◆ Aufgabenstellung a ◆
Nennen Sie für jede der drei Pumpen, die laut dem nachstehenden Forumsauszug über Teichskimmer am Ende im Teich liegen, den jeweiligen Einsatzzweck.

◆ Text ◆
————————
So in etwa geht mir das auch.
Auf der einen Seite finde ich so einen Schwimmskimmer einfacher und praktischer einsetzbar.
Auf der anderen Seite muß man immer wieder lesen,das der Einsatz dieses Skimmer  wohl einige Problemchen und gebastel mit sich bringt.

Da funktionier wohl ein Standskimmer besser und zuverlässiger.
Nur,der brauch halt extra wieder ne Pumpe...

Am Ende habe ich da 3 Pumpen im Teich liegen.
Pumpe 1 für Filter - Pumpe 2 - für Skimmer - Pumpe 3 für Wasserspiel(Da besteht meine Frau drauf )


----------



## simon (1. Juni 2011)

*AW: Sauberer Teich nur mit Skimmer möglich?*

moin
es gibt pumpen mit satelit eingang  also  ich habe skimmer---->pumpe----->filter

würd ne pumpe sparen nä
gruss simon


----------



## mcreal (1. Juni 2011)

*AW: Sauberer Teich nur mit Skimmer möglich?*

Hallo,



simon schrieb:


> moin
> es gibt pumpen mit satelit eingang  also  ich habe skimmer---->pumpe----->filter
> 
> würd ne pumpe sparen nä
> gruss simon



Richtig,da dachte ich auch erst,"Das ist die Lösung"-
Nur gibt es bei dieser Kombi halt auch einige Nachteile gegenüber der "Singelpumpenlösung".

Der größte Vorteil ist wohl zweifelsohne,das man sich die eine Pumpe für Skimmer und Filter teilt.Nur ein Stromkabel und Schlauch nutzt.

Leider liest man auch von vielen Nachteilen solcher Pumpen mit Skimmereingang.
Die Leistung für Skimmer und Pumpe verlangt oft nach einer deutlich größeren Leistung
Der daraus deutlich höhere Anschaffungspreis relativiert wieder den Vorteil nur eine Pumpe kaufen zu müssen.
Und was für mich wohl der größte Nachteil ist,der Skimmer läuft dadurch automatisch 24h mit durch.
————————
[Einträge des Datensatzes]
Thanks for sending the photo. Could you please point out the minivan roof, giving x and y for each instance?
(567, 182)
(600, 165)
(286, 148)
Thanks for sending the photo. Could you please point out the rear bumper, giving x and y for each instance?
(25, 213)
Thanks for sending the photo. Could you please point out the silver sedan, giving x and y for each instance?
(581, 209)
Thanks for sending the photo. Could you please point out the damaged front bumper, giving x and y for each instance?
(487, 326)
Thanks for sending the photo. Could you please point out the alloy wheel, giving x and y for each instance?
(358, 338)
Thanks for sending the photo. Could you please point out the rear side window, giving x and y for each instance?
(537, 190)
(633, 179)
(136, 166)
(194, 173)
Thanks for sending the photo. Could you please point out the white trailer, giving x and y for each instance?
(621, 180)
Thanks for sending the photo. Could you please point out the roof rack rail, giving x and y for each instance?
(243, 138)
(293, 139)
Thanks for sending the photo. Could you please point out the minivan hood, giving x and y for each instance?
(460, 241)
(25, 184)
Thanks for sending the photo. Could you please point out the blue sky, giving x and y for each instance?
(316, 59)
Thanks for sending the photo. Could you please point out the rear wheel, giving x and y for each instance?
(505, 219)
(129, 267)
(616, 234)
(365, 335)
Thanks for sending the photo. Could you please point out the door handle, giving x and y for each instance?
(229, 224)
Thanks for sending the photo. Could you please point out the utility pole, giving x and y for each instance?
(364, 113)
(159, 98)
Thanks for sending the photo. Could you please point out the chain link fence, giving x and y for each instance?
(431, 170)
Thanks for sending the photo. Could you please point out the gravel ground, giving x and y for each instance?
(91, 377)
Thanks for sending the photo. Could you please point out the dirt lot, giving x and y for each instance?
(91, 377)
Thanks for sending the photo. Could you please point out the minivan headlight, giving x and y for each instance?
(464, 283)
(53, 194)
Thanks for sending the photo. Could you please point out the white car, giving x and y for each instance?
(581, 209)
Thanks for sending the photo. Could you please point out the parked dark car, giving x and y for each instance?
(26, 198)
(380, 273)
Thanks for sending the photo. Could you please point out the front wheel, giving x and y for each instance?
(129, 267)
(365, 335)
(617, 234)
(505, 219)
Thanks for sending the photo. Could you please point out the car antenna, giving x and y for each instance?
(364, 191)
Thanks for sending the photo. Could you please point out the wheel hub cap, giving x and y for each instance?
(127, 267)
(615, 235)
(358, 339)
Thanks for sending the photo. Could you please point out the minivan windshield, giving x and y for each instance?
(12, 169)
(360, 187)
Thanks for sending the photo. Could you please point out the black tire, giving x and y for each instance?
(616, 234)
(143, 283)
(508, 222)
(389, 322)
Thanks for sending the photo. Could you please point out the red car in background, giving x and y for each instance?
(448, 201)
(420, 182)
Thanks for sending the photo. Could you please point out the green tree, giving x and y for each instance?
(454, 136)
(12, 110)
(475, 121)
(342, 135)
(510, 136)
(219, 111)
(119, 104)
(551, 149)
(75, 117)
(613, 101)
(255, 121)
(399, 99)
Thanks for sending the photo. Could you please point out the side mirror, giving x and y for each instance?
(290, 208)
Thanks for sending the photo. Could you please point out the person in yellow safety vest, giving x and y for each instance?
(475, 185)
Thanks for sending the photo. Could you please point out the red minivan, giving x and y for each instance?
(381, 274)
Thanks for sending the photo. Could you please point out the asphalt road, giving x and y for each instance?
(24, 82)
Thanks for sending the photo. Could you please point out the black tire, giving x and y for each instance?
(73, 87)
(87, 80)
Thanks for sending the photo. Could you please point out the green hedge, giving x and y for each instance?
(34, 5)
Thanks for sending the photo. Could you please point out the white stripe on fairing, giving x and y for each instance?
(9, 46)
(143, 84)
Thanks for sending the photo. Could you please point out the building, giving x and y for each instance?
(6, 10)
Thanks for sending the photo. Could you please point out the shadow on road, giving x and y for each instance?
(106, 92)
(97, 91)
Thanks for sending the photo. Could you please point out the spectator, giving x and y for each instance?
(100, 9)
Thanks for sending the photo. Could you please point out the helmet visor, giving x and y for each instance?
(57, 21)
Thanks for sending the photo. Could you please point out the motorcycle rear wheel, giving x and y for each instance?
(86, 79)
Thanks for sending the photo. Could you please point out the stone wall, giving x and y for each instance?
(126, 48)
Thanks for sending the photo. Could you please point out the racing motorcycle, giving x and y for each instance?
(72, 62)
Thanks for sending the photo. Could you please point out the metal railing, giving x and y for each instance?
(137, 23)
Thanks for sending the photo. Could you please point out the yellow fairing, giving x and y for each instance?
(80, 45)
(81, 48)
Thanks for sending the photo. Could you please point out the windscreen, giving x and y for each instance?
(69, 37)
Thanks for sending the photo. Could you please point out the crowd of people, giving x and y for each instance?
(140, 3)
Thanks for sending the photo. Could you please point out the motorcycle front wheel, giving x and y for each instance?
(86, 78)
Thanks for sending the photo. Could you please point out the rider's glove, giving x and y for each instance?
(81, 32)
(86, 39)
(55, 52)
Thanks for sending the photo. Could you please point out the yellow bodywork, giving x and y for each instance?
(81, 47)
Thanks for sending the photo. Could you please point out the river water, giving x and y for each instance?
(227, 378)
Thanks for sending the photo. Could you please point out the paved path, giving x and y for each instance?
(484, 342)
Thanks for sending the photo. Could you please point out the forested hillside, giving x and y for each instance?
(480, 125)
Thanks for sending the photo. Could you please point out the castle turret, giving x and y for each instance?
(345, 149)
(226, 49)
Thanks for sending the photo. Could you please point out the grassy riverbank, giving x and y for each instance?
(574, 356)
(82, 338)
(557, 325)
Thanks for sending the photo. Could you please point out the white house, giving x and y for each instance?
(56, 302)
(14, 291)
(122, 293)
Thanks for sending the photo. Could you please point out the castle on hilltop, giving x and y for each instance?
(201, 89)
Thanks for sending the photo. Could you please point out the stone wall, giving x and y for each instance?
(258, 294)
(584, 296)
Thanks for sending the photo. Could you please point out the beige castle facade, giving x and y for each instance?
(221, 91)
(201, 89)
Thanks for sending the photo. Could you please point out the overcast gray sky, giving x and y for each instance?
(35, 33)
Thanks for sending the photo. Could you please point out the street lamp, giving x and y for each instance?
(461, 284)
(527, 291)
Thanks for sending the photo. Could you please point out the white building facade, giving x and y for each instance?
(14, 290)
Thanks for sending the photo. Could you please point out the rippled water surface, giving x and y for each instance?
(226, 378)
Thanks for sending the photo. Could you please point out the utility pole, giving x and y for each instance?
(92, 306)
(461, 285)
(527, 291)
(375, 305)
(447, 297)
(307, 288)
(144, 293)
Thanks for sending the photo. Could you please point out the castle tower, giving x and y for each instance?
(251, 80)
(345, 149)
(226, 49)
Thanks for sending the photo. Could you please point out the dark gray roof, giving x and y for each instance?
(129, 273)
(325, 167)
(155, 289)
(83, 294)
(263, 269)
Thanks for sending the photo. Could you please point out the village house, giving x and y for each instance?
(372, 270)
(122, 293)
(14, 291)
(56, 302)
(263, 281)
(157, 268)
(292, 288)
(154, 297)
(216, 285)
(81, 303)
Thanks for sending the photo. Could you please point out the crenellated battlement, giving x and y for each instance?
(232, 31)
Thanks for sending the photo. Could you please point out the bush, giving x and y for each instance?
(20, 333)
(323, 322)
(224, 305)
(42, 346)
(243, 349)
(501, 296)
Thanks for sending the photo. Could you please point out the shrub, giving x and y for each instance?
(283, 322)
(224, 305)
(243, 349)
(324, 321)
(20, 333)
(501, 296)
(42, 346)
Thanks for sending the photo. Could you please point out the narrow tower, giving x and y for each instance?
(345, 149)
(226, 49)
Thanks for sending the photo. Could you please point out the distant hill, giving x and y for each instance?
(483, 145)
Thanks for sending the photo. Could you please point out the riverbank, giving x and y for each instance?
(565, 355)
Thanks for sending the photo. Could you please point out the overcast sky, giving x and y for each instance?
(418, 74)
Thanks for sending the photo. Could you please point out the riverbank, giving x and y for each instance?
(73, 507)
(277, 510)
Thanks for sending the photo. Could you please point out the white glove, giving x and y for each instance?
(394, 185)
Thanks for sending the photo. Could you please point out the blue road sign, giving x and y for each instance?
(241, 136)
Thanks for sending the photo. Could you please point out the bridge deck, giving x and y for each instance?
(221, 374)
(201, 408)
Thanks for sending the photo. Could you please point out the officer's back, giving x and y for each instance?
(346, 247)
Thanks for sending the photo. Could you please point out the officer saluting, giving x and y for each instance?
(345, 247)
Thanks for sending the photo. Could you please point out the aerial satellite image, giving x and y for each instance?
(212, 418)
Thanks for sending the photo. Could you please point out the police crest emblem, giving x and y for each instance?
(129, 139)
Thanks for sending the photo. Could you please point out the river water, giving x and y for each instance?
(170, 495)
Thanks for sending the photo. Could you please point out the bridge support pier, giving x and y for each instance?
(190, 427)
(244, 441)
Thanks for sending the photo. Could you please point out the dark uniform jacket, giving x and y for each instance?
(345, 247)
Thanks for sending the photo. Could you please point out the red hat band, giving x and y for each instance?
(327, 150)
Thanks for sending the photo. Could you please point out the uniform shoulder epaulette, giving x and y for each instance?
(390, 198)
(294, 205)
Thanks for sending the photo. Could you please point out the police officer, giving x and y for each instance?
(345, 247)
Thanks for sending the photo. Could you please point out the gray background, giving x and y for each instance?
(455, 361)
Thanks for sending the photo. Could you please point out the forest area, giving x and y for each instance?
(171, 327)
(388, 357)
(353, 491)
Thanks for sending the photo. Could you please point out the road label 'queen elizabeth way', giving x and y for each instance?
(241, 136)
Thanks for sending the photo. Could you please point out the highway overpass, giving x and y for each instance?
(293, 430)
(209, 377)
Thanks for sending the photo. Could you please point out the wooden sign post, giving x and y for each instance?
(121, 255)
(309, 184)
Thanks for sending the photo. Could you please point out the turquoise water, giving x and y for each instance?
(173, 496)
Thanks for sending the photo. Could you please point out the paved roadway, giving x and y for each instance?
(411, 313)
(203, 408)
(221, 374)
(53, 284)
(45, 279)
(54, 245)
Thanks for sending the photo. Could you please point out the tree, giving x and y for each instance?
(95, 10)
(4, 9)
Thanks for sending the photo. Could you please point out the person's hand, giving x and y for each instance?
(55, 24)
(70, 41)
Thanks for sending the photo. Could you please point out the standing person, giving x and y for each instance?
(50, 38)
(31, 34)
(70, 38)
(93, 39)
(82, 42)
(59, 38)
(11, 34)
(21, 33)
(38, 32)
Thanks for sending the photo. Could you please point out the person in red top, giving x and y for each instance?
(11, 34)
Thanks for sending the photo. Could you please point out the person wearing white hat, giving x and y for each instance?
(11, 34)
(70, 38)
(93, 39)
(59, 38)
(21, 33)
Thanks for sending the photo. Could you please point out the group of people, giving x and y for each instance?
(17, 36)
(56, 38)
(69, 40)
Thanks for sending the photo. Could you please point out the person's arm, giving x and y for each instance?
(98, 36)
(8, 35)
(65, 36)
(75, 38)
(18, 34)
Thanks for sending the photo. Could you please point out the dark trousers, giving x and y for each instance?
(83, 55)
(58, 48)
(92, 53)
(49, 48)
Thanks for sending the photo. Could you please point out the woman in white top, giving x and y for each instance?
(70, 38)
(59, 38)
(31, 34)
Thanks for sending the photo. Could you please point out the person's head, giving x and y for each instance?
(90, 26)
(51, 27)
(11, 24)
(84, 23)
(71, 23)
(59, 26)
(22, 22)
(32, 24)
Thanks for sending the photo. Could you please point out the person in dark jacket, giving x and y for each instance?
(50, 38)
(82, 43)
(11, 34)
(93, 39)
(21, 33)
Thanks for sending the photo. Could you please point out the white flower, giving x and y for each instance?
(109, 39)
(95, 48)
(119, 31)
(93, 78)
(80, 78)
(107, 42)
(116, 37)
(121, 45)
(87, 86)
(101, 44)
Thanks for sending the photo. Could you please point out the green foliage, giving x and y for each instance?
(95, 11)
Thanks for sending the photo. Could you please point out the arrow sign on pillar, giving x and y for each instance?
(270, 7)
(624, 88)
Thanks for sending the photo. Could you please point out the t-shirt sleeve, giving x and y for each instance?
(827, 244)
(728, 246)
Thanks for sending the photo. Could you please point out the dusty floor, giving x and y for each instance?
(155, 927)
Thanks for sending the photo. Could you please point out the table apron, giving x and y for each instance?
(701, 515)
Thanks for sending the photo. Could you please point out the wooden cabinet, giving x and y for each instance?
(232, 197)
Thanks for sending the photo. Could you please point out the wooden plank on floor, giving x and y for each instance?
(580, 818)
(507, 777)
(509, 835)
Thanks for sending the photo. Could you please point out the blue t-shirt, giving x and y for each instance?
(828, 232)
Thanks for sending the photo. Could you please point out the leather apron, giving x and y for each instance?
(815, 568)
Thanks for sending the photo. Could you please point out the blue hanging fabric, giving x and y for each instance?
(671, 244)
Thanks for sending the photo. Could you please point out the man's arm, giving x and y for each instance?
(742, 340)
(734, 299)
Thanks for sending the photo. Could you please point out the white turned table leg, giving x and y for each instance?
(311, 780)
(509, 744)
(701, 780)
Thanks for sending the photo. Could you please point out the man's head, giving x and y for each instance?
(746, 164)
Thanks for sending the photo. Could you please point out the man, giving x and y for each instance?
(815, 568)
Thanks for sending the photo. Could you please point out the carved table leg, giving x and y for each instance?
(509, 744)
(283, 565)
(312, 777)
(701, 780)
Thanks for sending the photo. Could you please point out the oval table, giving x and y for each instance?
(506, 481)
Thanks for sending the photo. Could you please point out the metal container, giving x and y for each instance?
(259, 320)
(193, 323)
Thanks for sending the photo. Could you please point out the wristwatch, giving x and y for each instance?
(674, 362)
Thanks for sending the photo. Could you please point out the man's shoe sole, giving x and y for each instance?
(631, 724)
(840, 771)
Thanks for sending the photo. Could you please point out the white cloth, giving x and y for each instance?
————————
◆ Aufgabenstellung b ◆
Ermitteln Sie, in wie vielen Zeilen der obigen Auflistung die Zeichenfolge "paved" vorkommt, wobei Groß- und Kleinschreibung zu beachten ist. Geben Sie ausschließlich die Zahl an.

◆ Lösung a ◆
Pumpe 1: Filter; Pumpe 2: Skimmer; Pumpe 3: Wasserspiel

◆ Lösung b ◆
2